▸ SOURCE:
===

Les offensives allemandes (mars et juillet 1918)
Le vendredi 1er mars 1918, à 7 heures du matin, nous voyons défiler le 279ème régiment d’infanterie avec drapeau et musique en tête. Puis dans la matinée, c’est le 221ème d’artillerie au son des trompettes qui défile. Ensuite, nous voyons passer le 307ème régiment d’infanterie, toujours musique et drapeau en tête. Je remarque que les poilus de ces régiments ont un assez grand nombre de chiens, un soldat marche à côté d’une chèvre tandis que dans une petite voiture basse se trouvent tassés plusieurs porcs. Dans l’après-midi, arrive à Taverny une partie du 338ème régiment d’infanterie. Le colonel et son état-major restent dans notre pays. (8)
Le 3 mars 1918, les rues sont couvertes de neige et le public se trouve surpris de voir les soldats balayer les rues ; c’est que nous avons aussi à Taverny la section disciplinaire où tous les hommes punis de la division viennent purger leur peine et ce sont ces hommes qui font les cantonniers. Ces mauvais soldats pour la plupart laissent une mauvaise impression sur notre population. (8)
La première quinzaine de mars 1918, fut une quinzaine d’évènements, plutôt tragiques. Notre population fut sous le coup de l’effroi et de l’angoisse ; la crainte des « Gothas » devient contagieuse. Nous nous attendons journellement à la visite des boches et bien des personnes, peut-être par bravade, se moquent des « godasses en espadrilles ». (8)
Le mercredi 6 mars 1918, les poilus assistent à une représentation cinématographique. (8)
Le vendredi 8 mars 1918, vers 21heures10, le bombardement de nos canons commence. Je regarde à la fenêtre et je vois peu de chose ; je remarque les projecteurs qui fouillent le ciel de temps en temps ; les obus de 75 et de 105 qui éclatent en tous sens. J’entends distinctement le ronflement des moteurs d’avions, mais je ne vois absolument rien. Je me couche et il me semble que le bombardement m’énerve plus qu’étant debout. Tout à coup, nous entendons quatre explosions assez fortes ; les portes et les fenêtres tremblent ou s’ouvrent. Certaines lampes allumées s’éteignent par le déplacement d’air. Enfin, vers minuit, le bombardement s’apaise ; les « Gothas » s’en retournent après avoir causé des dégâts et fait des victimes tant à Paris qu’en banlieue. Nous apprenons le lendemain que les bombes les plus proches sont tombées dans les champs près du cimetière de Saint-Leu et près du Plessis-Bouchard. A Taverny, nous retrouvons des éclats d’obus partout, plusieurs vitres sont cassées, un obus de 105 non éclaté est tombé dans la cour du café de la mairie. Inutile de décrire la physionomie et la conversation des tabernatiens : l’effet moral est énorme, la majorité de notre population est terrorisée, beaucoup de personnes sont malades de peur. (8)

===

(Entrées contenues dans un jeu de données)
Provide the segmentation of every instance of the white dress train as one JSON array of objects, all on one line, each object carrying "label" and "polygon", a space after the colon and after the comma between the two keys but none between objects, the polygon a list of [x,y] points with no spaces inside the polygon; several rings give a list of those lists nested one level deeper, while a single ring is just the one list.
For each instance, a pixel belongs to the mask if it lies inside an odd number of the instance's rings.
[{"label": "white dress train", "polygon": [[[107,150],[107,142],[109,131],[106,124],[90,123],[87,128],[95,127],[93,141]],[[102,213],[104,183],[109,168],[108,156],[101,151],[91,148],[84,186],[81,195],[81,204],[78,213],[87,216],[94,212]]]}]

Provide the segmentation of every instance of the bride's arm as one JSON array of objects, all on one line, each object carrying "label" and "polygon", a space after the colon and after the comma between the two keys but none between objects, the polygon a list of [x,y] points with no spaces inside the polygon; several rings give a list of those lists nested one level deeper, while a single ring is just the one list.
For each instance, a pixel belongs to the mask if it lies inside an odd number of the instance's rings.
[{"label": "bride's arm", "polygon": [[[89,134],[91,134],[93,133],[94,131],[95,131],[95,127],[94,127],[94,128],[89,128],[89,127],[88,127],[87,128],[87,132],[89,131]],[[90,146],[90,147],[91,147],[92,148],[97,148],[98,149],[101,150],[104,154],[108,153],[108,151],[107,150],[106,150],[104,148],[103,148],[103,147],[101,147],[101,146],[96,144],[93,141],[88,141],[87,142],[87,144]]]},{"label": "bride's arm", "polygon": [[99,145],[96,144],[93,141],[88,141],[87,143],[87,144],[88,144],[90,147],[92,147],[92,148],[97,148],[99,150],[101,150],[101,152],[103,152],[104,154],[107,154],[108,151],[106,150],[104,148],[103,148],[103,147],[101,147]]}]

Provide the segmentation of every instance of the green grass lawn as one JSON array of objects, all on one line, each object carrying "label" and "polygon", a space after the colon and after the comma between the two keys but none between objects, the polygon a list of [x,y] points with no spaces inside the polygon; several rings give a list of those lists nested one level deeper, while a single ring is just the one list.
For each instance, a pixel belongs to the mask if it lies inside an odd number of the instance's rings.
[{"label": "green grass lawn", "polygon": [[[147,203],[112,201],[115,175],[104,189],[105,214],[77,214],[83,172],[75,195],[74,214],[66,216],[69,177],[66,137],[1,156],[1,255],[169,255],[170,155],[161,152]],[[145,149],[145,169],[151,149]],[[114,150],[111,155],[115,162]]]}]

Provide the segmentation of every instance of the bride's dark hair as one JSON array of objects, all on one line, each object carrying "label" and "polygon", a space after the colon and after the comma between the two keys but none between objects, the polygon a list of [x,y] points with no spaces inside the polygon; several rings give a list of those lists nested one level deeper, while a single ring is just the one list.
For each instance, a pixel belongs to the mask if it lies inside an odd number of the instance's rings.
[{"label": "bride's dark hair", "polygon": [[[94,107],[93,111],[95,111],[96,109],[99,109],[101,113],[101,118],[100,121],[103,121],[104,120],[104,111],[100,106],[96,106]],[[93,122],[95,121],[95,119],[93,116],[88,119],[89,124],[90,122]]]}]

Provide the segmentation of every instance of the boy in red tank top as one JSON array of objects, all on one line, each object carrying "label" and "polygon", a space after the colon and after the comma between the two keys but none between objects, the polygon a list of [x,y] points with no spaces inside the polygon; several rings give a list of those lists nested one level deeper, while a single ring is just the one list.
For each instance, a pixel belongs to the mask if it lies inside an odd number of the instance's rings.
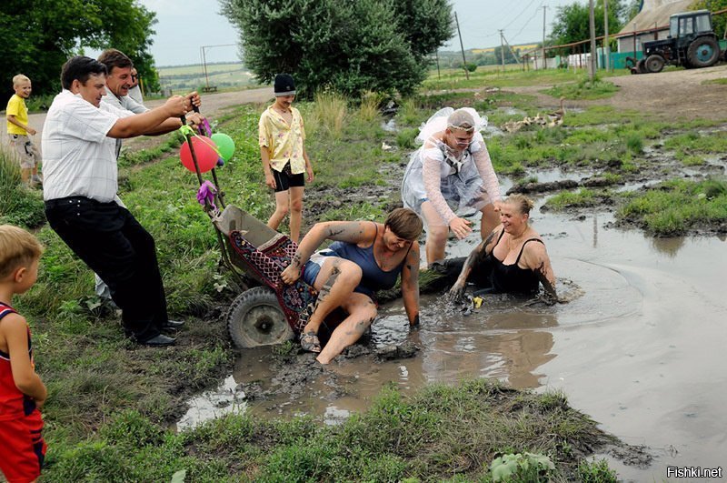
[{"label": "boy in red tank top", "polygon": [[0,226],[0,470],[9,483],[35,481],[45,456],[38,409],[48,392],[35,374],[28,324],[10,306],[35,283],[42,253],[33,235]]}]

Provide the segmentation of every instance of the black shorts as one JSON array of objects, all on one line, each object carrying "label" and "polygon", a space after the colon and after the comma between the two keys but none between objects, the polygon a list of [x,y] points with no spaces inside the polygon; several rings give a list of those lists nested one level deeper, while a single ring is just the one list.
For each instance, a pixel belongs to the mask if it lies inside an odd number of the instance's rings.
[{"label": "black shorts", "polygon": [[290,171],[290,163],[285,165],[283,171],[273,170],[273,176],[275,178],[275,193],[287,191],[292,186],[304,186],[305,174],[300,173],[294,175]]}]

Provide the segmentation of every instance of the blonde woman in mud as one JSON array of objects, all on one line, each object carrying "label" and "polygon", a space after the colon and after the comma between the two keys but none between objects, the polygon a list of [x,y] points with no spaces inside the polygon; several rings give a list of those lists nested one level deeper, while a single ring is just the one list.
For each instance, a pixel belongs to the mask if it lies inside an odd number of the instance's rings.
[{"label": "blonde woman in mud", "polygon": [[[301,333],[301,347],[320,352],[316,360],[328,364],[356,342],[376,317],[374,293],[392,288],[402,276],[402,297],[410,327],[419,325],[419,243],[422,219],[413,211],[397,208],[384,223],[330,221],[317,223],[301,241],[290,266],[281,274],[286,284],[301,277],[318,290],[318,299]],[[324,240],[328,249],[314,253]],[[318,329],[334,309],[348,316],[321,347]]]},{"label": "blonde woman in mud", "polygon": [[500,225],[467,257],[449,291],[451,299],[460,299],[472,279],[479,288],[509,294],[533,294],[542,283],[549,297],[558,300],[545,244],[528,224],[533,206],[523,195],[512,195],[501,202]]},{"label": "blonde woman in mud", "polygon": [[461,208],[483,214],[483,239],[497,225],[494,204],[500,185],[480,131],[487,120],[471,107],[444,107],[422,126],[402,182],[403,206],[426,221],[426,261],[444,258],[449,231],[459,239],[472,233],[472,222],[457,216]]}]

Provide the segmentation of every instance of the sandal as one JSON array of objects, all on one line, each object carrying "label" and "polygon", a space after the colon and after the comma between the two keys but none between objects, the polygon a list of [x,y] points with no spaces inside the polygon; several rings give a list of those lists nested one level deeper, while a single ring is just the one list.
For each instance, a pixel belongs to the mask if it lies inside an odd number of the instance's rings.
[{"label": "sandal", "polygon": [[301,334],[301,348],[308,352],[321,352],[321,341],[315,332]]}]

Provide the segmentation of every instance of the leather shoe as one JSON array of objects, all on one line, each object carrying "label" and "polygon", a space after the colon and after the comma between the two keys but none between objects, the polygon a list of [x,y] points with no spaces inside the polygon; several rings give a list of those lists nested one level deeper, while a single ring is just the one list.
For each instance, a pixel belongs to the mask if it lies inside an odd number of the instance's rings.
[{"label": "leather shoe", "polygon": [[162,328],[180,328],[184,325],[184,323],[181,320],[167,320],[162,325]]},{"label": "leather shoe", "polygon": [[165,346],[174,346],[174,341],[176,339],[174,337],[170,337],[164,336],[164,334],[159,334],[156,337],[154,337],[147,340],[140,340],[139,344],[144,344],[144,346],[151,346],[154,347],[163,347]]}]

===

▸ PROBLÈMES ET TÂCHES:
1) D'après le récit des offensives allemandes de 1918, où l'obus de 105 non éclaté est-il tombé à Taverny ?
2) Recopiez le passage du récit des offensives allemandes qui commence par « Les offensives allemandes » et se poursuit jusqu'à « notre pays. (8) ».

▸ SOLUTIONS DES PROBLÈMES:
1) Dans la cour du café de la mairie.

2)
Les offensives allemandes (mars et juillet 1918)
Le vendredi 1er mars 1918, à 7 heures du matin, nous voyons défiler le 279ème régiment d’infanterie avec drapeau et musique en tête. Puis dans la matinée, c’est le 221ème d’artillerie au son des trompettes qui défile. Ensuite, nous voyons passer le 307ème régiment d’infanterie, toujours musique et drapeau en tête. Je remarque que les poilus de ces régiments ont un assez grand nombre de chiens, un soldat marche à côté d’une chèvre tandis que dans une petite voiture basse se trouvent tassés plusieurs porcs. Dans l’après-midi, arrive à Taverny une partie du 338ème régiment d’infanterie. Le colonel et son état-major restent dans notre pays. (8)